**WHAT TO WORK ON**
**A)** In the Icinga forum thread, why do the posters want to change the disk thresholds for a couple of servers?
**B)** Write out the passage of the Icinga forum thread that begins at the words "We recently put" and stops after "high usage level.".

**SOURCE DOCUMENT**
◆ ◆ ◆ ◆

Help please: adapting disk thresholds per host

Hi all,

We recently put in an Icinga monitoring system and have a couple of servers that we would like to change the disk thresholds for because they’re caching servers that constantly sit at a high usage level.

We’re trying to override it in the hosts configuration but it seems to just ignore it. If we adjust vars.disk_cfree or wfree in the services configuration files (as per the commented out lines in the services.conf extract below) it works perfectly but obviously affects all systems that have that service. If we try this in hosts nothing changes:

	object Host "server001" {
		address = "1.2.3.4"
		vars.os = "Linux"
		vars.application = "my-application"
		import "my-additonal-application-checks"
		vars.disk_wfree = "2%"
		vars.disk_wfree = "1%"
	}

According to what we’ve seen on variables precedence we would expect variables in hosts’ conf files to take priority over those on the service, so we must be doing something wrong.

I’m new to Icinga so please excuse any misunderstandings or superfluous information; I’m not quite sure what’s standard. Our configuration is as below (it seems pretty logical so I imagine it’s fairly normal):

Hosts are configured in conf.d/hosts as below:

	object Host "server001" {
		address = "1.2.3.4"
		vars.os = "Linux"
		vars.application = "my-application"
		import "my-additonal-application-checks"
	}

Hosts are added to hostgroups in hostgroups.conf:

	object HostGroup "linux-servers"  {
	  display_name = "Linux Servers"
	  assign where host.vars.os == "Linux"
	}

Services are then applied according to services.conf files:

	apply Service "Disks" to Host {
	  display_name = "Linux Disks"
	  import "by_ssh"
	  vars.by_ssh_command = "/usr/lib64/nagios/plugins/check_disk"
	  vars.by_ssh_arguments = {
		 "-X" = {
		  value = "$disk_exclude_type$"
		  description = "Ignore all filesystems of indicated type (may be repeated)"
		  repeat_key = true
		}
		"-w" = {
		  value = "$disk_wfree$"
		  description = "Exit with WARNING status if less than INTEGER units of disk are free or Exit with WARNING status if less than PERCENT of disk space is free"
		  required = true
		  order = -3
		}
		"-c" = {
		  value = "$disk_cfree$"
		  description = "Exit with CRITICAL status if less than INTEGER units of disk are free or Exit with CRITCAL status if less than PERCENT of disk space is free"
		  required = true
		  order = -3
		}
		"-u" = {
		  value = "MB"
		}
	  }
	 # vars.disk_wfree = "2%"
	 # vars.disk_cfree = "1%"
	  vars.disk_exclude_type = [
		"none",
		"tmpfs",
		"sysfs",
		"proc",
		"configfs",
		"devtmpfs",
		"devfs",
		"mtmfs",
		"tracefs",
		"cgroup",
		"fuse.gvfsd-fuse",
		"fuse.gvfs-fuse-daemon",
		"fdescfs",
		"overlay",
		"nsfs",
		"squashfs"
	  ]
	  assign where "linux-servers" in host.groups && host.name != NodeName
	}

Hi and welcome :slight_smile:,

you need to hand over the parameters from your host to the service.

◆ ◆ ◆ ◆

**Excerpts from a pointing dataset**

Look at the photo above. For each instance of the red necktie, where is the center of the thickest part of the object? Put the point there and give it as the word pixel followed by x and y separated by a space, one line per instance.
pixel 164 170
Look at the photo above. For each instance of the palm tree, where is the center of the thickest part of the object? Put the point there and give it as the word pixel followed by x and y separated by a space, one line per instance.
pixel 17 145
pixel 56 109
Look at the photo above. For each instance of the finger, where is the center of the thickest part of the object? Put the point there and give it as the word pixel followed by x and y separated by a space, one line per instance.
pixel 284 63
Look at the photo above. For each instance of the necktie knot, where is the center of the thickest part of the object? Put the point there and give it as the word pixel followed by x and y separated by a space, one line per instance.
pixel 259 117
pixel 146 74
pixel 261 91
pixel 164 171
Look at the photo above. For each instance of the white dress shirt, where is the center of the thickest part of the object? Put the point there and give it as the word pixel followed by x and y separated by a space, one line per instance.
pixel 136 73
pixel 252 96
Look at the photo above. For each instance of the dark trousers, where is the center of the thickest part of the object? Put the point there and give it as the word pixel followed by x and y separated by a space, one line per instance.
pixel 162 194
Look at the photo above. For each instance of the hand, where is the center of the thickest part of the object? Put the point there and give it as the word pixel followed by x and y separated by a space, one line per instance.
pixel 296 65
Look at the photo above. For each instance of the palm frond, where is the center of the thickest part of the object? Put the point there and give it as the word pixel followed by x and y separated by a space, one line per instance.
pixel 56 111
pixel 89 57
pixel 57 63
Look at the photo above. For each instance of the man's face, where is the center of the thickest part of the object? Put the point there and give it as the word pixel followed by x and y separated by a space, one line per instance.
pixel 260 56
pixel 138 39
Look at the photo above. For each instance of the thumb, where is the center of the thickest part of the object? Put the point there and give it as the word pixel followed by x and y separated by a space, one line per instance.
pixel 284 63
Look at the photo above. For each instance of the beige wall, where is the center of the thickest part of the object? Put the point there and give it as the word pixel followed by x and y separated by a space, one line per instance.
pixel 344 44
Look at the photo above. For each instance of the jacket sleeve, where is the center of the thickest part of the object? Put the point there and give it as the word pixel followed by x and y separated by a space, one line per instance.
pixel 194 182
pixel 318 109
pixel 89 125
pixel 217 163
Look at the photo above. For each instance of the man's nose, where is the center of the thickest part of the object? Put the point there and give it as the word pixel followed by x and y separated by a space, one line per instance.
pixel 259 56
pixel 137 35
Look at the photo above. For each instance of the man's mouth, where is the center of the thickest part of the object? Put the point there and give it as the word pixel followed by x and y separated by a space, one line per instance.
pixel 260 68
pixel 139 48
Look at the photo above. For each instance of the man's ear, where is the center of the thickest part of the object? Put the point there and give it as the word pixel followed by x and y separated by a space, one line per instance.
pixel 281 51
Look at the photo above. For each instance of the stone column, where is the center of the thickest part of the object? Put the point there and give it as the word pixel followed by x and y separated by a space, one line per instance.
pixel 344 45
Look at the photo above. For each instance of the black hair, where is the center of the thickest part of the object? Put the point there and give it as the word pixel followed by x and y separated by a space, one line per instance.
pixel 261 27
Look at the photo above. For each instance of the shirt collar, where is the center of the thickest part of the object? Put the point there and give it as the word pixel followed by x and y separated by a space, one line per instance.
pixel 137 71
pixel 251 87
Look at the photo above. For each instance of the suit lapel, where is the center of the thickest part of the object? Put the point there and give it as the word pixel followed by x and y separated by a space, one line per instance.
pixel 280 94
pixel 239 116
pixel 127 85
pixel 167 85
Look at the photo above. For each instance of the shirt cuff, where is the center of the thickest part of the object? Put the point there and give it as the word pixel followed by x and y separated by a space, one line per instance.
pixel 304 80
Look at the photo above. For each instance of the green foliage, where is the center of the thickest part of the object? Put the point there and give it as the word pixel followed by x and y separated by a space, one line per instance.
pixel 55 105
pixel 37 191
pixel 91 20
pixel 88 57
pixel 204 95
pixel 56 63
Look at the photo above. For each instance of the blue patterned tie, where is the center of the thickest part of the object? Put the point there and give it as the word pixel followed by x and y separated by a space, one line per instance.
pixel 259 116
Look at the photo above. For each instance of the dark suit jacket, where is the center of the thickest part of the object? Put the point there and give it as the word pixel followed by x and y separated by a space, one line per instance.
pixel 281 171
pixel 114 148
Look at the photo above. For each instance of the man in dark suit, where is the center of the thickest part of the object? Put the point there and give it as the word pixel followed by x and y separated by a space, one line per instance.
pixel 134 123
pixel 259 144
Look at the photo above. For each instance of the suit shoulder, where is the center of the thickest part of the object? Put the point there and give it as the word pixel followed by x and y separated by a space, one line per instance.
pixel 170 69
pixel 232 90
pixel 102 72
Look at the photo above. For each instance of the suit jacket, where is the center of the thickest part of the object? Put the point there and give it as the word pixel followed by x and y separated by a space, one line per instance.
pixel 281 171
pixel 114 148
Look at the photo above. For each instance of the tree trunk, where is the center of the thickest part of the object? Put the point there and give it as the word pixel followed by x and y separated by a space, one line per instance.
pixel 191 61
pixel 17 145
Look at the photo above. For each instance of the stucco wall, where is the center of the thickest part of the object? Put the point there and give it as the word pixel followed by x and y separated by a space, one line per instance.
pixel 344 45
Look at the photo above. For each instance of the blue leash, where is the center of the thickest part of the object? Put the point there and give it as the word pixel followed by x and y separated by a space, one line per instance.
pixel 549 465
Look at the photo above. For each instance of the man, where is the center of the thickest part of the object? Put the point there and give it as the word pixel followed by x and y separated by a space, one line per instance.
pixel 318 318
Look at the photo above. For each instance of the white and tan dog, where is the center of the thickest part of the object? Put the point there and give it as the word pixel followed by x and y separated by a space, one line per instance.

◆ ◆ ◆ ◆

**OUTPUTS**
**A)** They are caching servers that constantly sit at a high usage level.

**B)**
We recently put in an Icinga monitoring system and have a couple of servers that we would like to change the disk thresholds for because they’re caching servers that constantly sit at a high usage level.